Return the following lines unchanged, covering all of the data.

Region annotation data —

* BEGIN *

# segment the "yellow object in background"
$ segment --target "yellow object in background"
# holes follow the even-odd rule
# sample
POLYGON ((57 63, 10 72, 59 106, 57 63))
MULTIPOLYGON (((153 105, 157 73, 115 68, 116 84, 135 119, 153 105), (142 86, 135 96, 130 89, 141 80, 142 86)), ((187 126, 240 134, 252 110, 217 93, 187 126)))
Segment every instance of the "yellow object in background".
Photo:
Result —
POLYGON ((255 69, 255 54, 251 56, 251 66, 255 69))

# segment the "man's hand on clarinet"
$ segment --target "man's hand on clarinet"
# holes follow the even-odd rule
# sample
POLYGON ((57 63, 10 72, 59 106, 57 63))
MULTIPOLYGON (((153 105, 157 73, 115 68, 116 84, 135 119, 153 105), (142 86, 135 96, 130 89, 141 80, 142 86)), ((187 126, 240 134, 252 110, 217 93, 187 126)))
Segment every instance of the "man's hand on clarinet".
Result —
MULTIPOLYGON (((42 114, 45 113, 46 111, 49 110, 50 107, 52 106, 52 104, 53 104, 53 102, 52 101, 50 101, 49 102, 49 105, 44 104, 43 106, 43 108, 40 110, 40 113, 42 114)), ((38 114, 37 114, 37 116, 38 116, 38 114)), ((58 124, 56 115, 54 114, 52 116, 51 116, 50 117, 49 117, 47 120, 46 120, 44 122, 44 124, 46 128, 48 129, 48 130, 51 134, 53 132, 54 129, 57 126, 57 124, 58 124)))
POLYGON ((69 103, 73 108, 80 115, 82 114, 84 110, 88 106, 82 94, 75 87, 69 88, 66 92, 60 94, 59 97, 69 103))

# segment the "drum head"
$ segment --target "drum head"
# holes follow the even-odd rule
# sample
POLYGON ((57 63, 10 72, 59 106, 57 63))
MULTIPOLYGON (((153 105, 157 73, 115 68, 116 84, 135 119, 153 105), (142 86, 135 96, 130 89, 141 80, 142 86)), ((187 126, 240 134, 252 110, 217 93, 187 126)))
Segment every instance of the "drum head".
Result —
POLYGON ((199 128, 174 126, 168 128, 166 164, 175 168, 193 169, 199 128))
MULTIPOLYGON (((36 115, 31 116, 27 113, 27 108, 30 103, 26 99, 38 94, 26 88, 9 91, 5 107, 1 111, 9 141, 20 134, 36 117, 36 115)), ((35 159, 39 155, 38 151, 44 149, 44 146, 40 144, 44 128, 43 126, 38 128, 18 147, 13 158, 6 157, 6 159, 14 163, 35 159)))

* END *

Result —
# segment the "yellow object in background"
$ segment --target "yellow object in background"
# holes follow the even-odd rule
# sample
POLYGON ((57 63, 10 72, 59 106, 57 63))
MULTIPOLYGON (((153 105, 157 73, 115 68, 116 84, 135 119, 153 105), (142 86, 135 96, 130 89, 141 80, 142 86)), ((187 126, 240 134, 252 110, 217 93, 187 126)))
Segment every instance of the "yellow object in background".
Photo:
Result —
POLYGON ((255 69, 255 54, 251 56, 251 66, 255 69))

# segment the "man's hand on clarinet"
$ segment --target "man's hand on clarinet"
# holes follow the even-odd rule
# sample
POLYGON ((57 63, 10 72, 59 106, 57 63))
MULTIPOLYGON (((153 105, 157 73, 115 68, 116 84, 135 119, 153 105), (142 86, 135 96, 130 89, 141 80, 142 86)), ((187 126, 240 134, 252 110, 217 93, 187 126)))
Segment every instance of the "man's hand on clarinet".
Result —
MULTIPOLYGON (((42 114, 45 113, 46 111, 49 110, 50 107, 52 106, 52 104, 53 104, 53 102, 52 101, 50 101, 49 102, 49 105, 44 104, 43 106, 43 108, 40 110, 40 113, 42 114)), ((38 114, 37 114, 37 116, 38 116, 38 114)), ((58 124, 56 115, 54 114, 52 116, 51 116, 50 117, 49 117, 47 120, 46 120, 44 122, 44 124, 46 128, 48 129, 48 130, 51 134, 53 132, 54 129, 57 126, 57 124, 58 124)))
POLYGON ((69 103, 73 108, 80 115, 82 114, 84 110, 88 106, 82 94, 75 87, 69 88, 66 92, 60 94, 59 97, 69 103))

# segment the "drum head"
$ segment --target "drum head"
# holes follow the even-odd rule
# sample
POLYGON ((57 63, 10 72, 59 106, 57 63))
MULTIPOLYGON (((153 105, 157 73, 115 68, 116 84, 135 119, 153 105), (142 86, 135 96, 130 89, 141 80, 142 86)), ((187 126, 240 134, 252 110, 217 93, 187 126)))
Segment every instance of the "drum head".
Result —
POLYGON ((199 128, 174 126, 168 128, 166 164, 175 168, 193 169, 199 128))
MULTIPOLYGON (((36 115, 31 116, 27 113, 27 108, 30 103, 26 99, 38 94, 26 88, 9 91, 5 107, 1 111, 9 141, 20 134, 36 117, 36 115)), ((35 159, 39 155, 38 151, 44 149, 44 146, 40 144, 44 128, 43 126, 38 128, 18 147, 13 158, 6 157, 6 159, 14 163, 35 159)))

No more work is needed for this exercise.